Список заданий >>
1) Замените «Зеленый шелк» на «Темный бархат» в части отрывка о встрече с государем, которая начинается словами «С нас сняли» и тянется до слов «был барон Фредерике...». Приведите эту часть целиком с заменой.
2) Продолжите отрывок о встрече с государем с того места, на котором он заканчивается.

Цитируемый отрывок >>
-.-.-
Все же мы ехали очень долго... Мы мало говорили с А.И. Усталость брала свое... Мы ехали, как обреченные... Как все самые большие вещи в жизни человека, и это совершалось не при полном блеске сознания... Так надо было... Мы бросились на этот путь, потому что всюду была глухая стена... здесь, казалось, просвет... здесь было может быть... А всюду кругом было — оставь надежду...

***

Разве переходы монаршей власти из рук одного монарха к другому не спасали Россию? Сколько раз это было...

***

В 10 часов вечера мы приехали. Поезд стал. Вышли на площадку. Голубоватые фонари освещали рельсы. Через несколько путей стоял освещенный поезд... Мы поняли что это императорский...

Сейчас же кто-то подошел...

— Государь ждет вас...

И повел нас через рельсы. Значит, сейчас все это произойдет. И нельзя отвратить?

Нет, нельзя... Так надо... Нет выхода... Мы пошли, как идут люди на все самое страшное, — не совсем понимая... Иначе не пошли бы...

Но меня мучила еще одна мысль, совсем глупая...

Мне было неприятно, что я являюсь к государю небритый, в смятом воротничке, в пиджаке...

***

С нас сняли верхнее платье. Мы вошли в вагон.

Это был большой вагон-гостиная. Зеленый шелк по стенкам... Несколько столов... Старый, худой, высокий, желтовато-седой генерал с аксельбантами...

Это был барон Фредерике...

— Государь император сейчас выйдет... Его величество в другом вагоне...

Стало еще безотраднее и тяжелее...

В дверях появился государь... Он был в серой черкеске... Я не ожидал его увидеть таким...

Лицо?

Оно было спокойно...

Мы поклонились. Государь поздоровался с нами, подав руку. Движение это было скорее дружелюбно...

— А Николай Владимирович?

Кто-то сказал, что генерал Рузский просил доложить, что он немного опоздает.
-.-.-
Представленные данные >>
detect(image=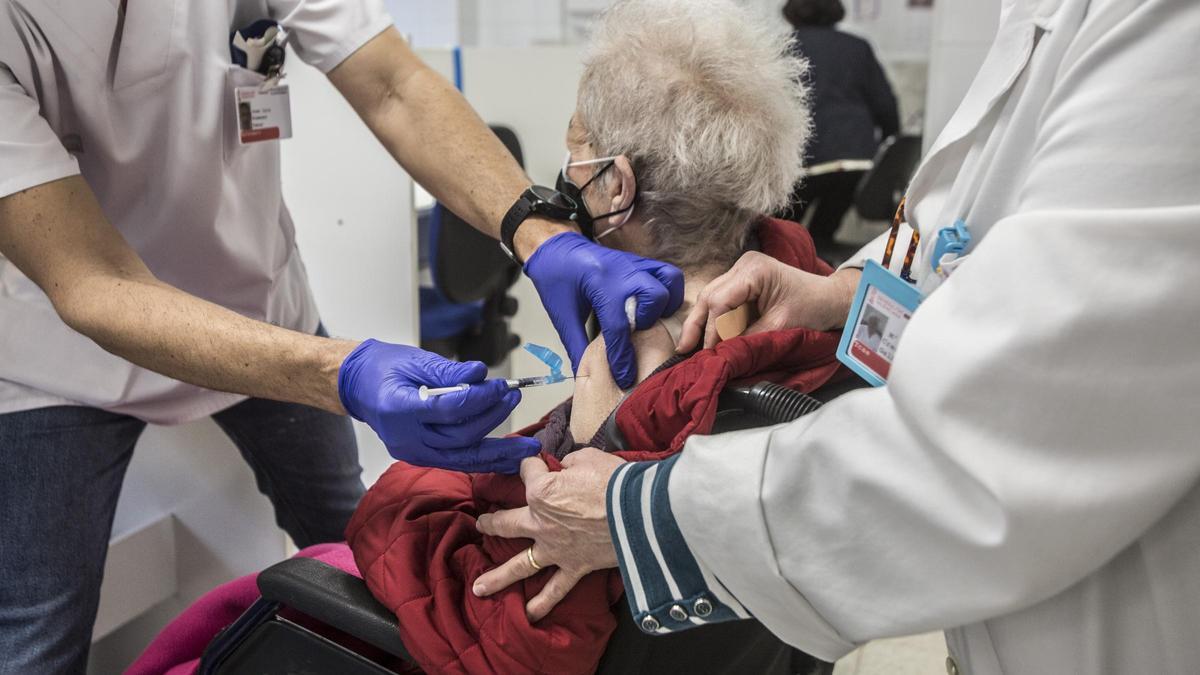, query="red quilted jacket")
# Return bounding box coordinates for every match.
[347,220,839,675]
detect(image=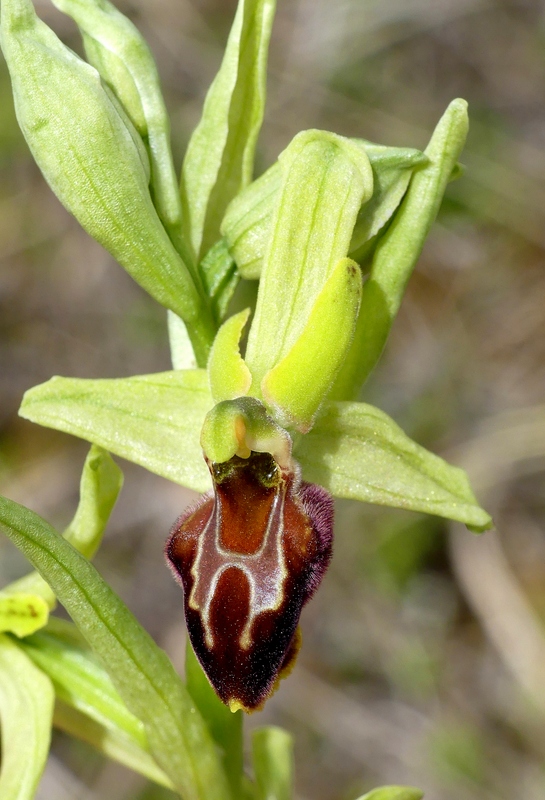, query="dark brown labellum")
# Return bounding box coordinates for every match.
[165,452,333,711]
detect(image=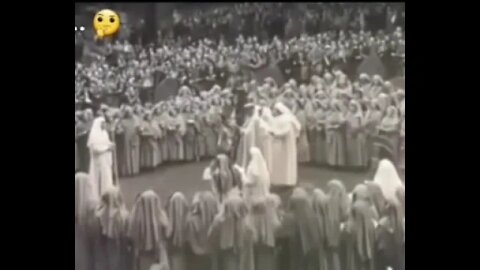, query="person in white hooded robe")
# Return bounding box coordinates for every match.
[243,147,270,203]
[270,103,301,186]
[257,107,273,171]
[87,117,115,197]
[373,159,405,201]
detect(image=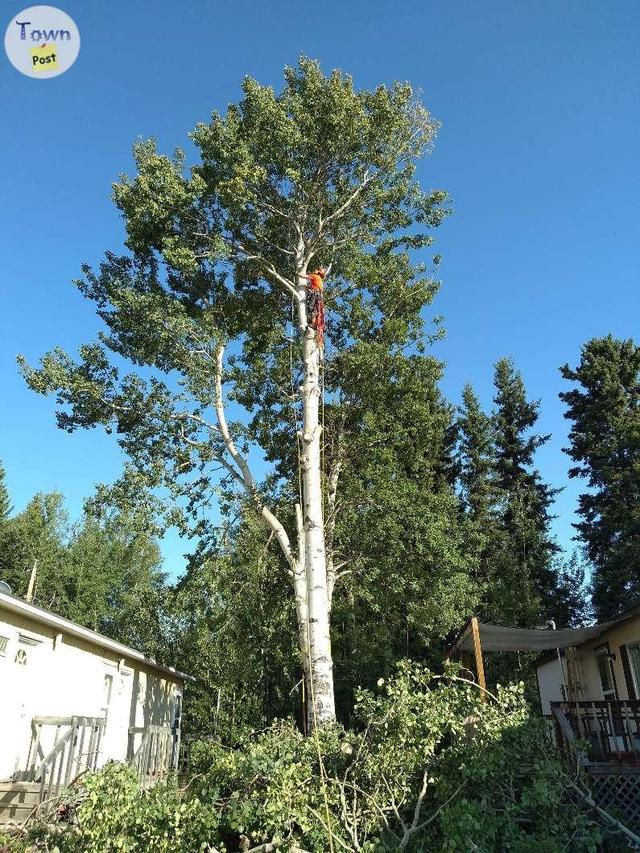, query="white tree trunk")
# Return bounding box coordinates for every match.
[296,274,336,728]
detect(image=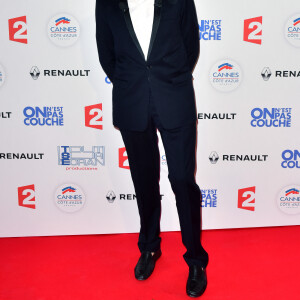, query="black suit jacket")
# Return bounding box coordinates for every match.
[96,0,200,131]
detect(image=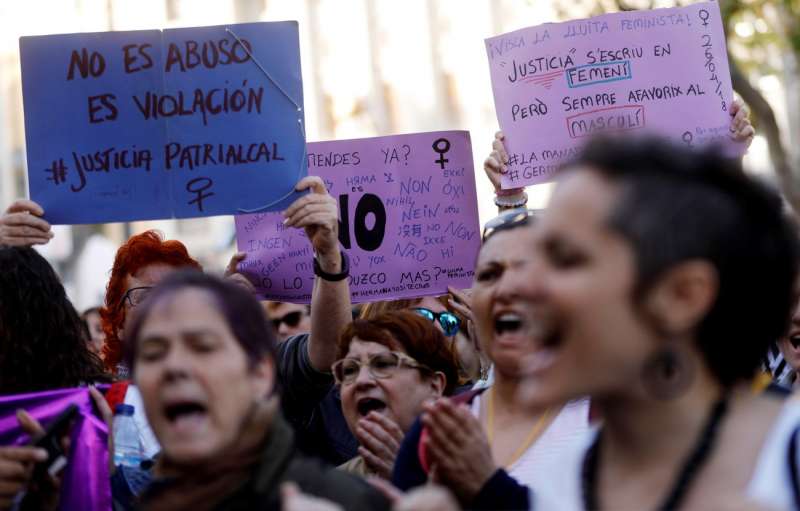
-.-.-
Ответы к заданиям >>
1)
С нас сняли верхнее платье. Мы вошли в вагон.

Это был большой вагон-гостиная. Темный бархат по стенкам... Несколько столов... Старый, худой, высокий, желтовато-седой генерал с аксельбантами...

Это был барон Фредерике...

2)
— Так мы начнем без него.

Жестом государь пригласил нас сесть... Государь занял место по одну сторону маленького четырехугольного столика, придвинутого к зеленой шелковой стене. По другую сторону столика сел Гучков. Я — рядом с Гучковым, наискось от государя. Против царя был барон Фредерике...

Говорил Гучков. И очень волновался. Он говорил, очевидно, хорошо продуманные слова, но с трудом справлялся с волнением. Он говорил негладко... и глухо.

Государь сидел, опершись слегка о шелковую стену, и смотрел перед собой. Лицо его было совершенно спокойно и непроницаемо.

Я не спускал с него глаз. Он изменился сильно с тех пор... Похудел... Но не в этом было дело... А дело было в том, что вокруг голубых глаз кожа была коричневая и вся разрисованная белыми черточками морщин. И в это мгновение я почувствовал, что эта коричневая кожа с морщинками, что это маска, что это не настоящее лицо государя и что настоящее, может быть, редко кто видел, может быть, иные никогда ни разу не видели... А я видел тогда, в тот первый день, когда я видел его в первый раз, когда он сказал мне:

Оно и понятно... Национальные чувства на Западе России сильнее... Будем надеяться, что они передадутся и на Восток...

Да, они передались. Западная Россия заразила Восточную национальными чувствами. Но Восток заразил Запад... властеборством.

И вот результат... Гучков — депутат Москвы, и я, представитель Киева, — мы здесь... Спасаем монархию через отречение... А Петроград?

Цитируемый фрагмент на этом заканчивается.